# Capstone Project (* The Battle of Neighborhoods * )

In [9]:
import numpy as np
import pandas as pd
from geopy.geocoders import Nominatim
import urllib.request
from urllib.request import urlopen
import requests
import json
from bs4 import BeautifulSoup
import matplotlib.pyplot as plt
import matplotlib.colors as colors
from sklearn.cluster import KMeans
import folium

# Explore Dataset

In [10]:
# Dataset Downloaded from https://cocl.us/new_york_dataset
with open('nyu_2451_34572-geojson.json') as json_data:
    newyork_data = json.load(json_data)

In [11]:
neighborhoods_data = newyork_data['features']
column_names = ['Borough', 'Neighborhood', 'Latitude', 'Longitude'] 

# instantiate the dataframe
neighborhoods = pd.DataFrame(columns=column_names)

+---+

Exercise A
Convert the records, starting with the first line and going on through the line containing "[11, 149, 84, 364]", into a two-column CSV with the columns request and answer. Each request gets one row, with its text and its answer each in a single quoted field and line breaks replaced by spaces. Leave the pictures out.
The records that follow are unrelated to the capstone notebook.

Source records:
+---+

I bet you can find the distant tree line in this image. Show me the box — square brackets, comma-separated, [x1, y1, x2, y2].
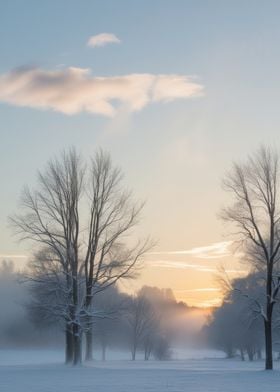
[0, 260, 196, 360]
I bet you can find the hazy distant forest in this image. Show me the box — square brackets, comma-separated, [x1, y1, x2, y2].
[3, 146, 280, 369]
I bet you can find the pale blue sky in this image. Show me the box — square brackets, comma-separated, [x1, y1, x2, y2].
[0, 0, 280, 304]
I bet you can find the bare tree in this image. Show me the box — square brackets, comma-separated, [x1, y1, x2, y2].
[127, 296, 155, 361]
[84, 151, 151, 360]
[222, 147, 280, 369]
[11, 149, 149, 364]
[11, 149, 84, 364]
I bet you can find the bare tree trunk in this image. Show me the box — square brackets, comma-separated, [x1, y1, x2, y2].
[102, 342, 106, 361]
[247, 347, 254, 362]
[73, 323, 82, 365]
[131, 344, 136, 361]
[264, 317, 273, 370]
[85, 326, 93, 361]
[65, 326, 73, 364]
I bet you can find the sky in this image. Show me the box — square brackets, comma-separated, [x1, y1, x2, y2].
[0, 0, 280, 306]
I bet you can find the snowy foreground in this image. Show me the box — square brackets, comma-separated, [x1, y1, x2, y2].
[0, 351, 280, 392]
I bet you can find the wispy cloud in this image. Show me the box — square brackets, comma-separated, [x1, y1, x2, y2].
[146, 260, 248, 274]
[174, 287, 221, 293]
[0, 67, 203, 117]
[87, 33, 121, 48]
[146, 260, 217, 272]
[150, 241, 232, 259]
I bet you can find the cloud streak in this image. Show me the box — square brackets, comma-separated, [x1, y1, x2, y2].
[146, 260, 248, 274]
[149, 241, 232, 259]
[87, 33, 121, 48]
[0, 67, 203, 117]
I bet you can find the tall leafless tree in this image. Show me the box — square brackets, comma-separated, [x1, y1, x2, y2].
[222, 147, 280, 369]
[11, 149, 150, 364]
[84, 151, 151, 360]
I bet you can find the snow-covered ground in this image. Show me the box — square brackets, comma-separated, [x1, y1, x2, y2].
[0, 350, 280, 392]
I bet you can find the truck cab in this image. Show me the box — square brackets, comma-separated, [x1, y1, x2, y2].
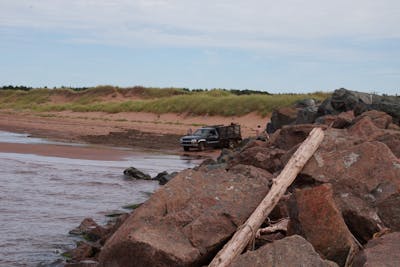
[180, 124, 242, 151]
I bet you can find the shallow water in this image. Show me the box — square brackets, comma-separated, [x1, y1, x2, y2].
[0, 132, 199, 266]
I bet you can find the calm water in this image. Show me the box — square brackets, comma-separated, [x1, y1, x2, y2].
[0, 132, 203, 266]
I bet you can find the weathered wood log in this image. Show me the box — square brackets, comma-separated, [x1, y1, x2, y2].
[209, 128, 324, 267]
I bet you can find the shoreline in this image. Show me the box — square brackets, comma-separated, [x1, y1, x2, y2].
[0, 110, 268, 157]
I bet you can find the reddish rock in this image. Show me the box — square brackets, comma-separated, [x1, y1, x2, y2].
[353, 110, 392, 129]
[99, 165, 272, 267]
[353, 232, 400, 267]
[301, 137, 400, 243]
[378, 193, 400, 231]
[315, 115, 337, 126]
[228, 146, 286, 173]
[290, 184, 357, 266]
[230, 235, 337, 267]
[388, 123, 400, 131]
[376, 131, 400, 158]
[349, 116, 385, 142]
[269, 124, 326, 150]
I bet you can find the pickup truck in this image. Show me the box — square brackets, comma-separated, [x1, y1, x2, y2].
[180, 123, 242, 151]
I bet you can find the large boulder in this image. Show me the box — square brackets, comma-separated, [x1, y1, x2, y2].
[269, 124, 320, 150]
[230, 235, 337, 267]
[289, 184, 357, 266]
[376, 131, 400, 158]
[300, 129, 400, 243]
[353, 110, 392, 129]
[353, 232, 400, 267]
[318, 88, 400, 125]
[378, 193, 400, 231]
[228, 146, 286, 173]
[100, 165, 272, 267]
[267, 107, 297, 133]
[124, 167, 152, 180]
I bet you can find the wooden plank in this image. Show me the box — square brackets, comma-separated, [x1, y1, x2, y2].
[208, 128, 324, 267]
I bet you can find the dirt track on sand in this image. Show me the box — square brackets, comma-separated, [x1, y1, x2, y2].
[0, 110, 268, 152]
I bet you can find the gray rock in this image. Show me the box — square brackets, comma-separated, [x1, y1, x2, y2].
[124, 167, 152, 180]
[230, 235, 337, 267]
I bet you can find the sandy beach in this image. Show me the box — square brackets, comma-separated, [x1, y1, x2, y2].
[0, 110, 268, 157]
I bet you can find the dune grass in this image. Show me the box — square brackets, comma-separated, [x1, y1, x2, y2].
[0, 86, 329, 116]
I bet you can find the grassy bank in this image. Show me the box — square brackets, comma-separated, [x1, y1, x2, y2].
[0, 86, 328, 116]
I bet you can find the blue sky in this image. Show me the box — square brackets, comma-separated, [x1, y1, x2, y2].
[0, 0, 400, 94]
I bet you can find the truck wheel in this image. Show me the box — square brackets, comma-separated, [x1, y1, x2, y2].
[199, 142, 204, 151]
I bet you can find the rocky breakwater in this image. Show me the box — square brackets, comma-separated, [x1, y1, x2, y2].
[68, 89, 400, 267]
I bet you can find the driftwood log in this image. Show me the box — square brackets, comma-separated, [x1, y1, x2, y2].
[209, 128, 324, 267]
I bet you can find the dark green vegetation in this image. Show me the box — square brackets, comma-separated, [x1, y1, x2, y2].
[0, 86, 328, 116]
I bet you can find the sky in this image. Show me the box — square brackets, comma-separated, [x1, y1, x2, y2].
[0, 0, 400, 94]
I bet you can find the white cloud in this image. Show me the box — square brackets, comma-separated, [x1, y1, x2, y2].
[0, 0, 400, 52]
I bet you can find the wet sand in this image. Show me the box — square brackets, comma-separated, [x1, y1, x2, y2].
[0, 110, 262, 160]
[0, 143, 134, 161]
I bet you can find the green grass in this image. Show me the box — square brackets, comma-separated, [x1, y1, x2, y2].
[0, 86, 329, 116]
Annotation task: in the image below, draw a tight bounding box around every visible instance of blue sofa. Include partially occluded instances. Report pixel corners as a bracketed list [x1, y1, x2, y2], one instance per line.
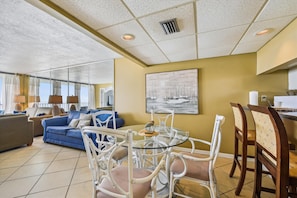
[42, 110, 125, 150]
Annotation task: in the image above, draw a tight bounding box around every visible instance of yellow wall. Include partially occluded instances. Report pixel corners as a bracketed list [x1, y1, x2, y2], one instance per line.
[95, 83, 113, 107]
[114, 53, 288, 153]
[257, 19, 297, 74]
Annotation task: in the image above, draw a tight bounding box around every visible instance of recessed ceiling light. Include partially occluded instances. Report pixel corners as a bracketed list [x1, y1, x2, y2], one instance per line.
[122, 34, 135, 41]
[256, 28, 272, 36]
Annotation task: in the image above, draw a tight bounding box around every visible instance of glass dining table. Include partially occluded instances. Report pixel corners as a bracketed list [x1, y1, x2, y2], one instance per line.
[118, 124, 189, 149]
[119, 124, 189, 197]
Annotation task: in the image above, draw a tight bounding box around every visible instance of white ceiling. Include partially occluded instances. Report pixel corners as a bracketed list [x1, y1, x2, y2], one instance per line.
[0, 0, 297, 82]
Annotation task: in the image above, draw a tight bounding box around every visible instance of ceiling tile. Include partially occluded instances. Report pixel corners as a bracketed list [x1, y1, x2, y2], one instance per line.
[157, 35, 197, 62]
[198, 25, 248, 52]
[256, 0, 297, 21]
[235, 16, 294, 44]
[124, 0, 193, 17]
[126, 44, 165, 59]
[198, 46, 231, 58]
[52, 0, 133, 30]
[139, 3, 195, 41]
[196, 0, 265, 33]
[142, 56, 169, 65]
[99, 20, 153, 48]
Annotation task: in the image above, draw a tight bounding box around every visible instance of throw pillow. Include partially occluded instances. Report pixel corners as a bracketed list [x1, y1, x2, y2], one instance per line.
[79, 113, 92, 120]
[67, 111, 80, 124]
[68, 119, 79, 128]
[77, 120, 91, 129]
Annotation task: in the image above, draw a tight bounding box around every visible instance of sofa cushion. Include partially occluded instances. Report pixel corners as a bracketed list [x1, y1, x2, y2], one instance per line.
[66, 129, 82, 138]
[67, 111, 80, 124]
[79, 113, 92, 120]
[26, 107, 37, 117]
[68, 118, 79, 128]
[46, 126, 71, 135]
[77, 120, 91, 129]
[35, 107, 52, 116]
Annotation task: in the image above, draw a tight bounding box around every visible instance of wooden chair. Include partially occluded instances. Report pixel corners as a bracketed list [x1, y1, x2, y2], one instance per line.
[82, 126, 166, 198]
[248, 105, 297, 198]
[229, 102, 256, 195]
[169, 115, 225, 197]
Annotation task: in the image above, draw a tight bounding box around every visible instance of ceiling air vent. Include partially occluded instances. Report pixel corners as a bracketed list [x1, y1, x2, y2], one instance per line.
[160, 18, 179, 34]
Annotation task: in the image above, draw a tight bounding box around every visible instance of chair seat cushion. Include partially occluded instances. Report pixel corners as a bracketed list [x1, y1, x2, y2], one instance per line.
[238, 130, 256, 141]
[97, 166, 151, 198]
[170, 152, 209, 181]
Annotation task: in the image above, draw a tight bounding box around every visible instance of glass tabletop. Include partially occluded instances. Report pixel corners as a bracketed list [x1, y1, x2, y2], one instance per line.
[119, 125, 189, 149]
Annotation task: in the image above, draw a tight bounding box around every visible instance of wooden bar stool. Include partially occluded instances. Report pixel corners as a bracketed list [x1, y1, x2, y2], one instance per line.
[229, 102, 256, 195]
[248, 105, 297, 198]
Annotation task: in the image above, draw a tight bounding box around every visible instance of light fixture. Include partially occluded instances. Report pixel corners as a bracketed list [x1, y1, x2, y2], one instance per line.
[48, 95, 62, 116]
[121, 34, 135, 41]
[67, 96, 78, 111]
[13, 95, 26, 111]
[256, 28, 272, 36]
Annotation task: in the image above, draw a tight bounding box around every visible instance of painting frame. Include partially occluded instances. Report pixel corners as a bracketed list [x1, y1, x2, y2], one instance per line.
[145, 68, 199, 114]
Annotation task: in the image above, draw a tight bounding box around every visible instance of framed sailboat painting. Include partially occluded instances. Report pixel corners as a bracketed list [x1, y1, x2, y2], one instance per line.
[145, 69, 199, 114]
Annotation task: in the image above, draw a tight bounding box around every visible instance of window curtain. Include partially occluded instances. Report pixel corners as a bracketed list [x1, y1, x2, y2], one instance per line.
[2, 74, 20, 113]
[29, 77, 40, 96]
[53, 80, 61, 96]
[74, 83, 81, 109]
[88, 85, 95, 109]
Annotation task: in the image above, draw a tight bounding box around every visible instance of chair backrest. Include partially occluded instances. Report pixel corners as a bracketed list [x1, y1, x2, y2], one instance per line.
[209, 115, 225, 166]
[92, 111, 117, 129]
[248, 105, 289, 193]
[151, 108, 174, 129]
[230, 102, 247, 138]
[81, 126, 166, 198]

+---+

Exercise B
What four column names does the capstone notebook define for the neighborhoods dataframe?

Written reply A
request,answer
"I bet you can find the distant tree line in this image. Show me the box — square brackets, comma-separated, [x1, y1, x2, y2].","[0, 260, 196, 360]"
"I bet you can find the hazy distant forest in this image. Show me the box — square brackets, comma-separated, [x1, y1, x2, y2].","[3, 146, 280, 369]"
"I bet you can find the pale blue sky in this image. Show me the box — square brackets, comma-separated, [x1, y1, x2, y2].","[0, 0, 280, 304]"
"I bet you can find the bare tree in this image. Show me the box — square brackets, comma-separated, [x1, y1, x2, y2].","[127, 296, 155, 361] [84, 151, 151, 360] [222, 147, 280, 369] [11, 149, 149, 364] [11, 149, 84, 364]"

Written reply B
Borough, Neighborhood, Latitude, and Longitude.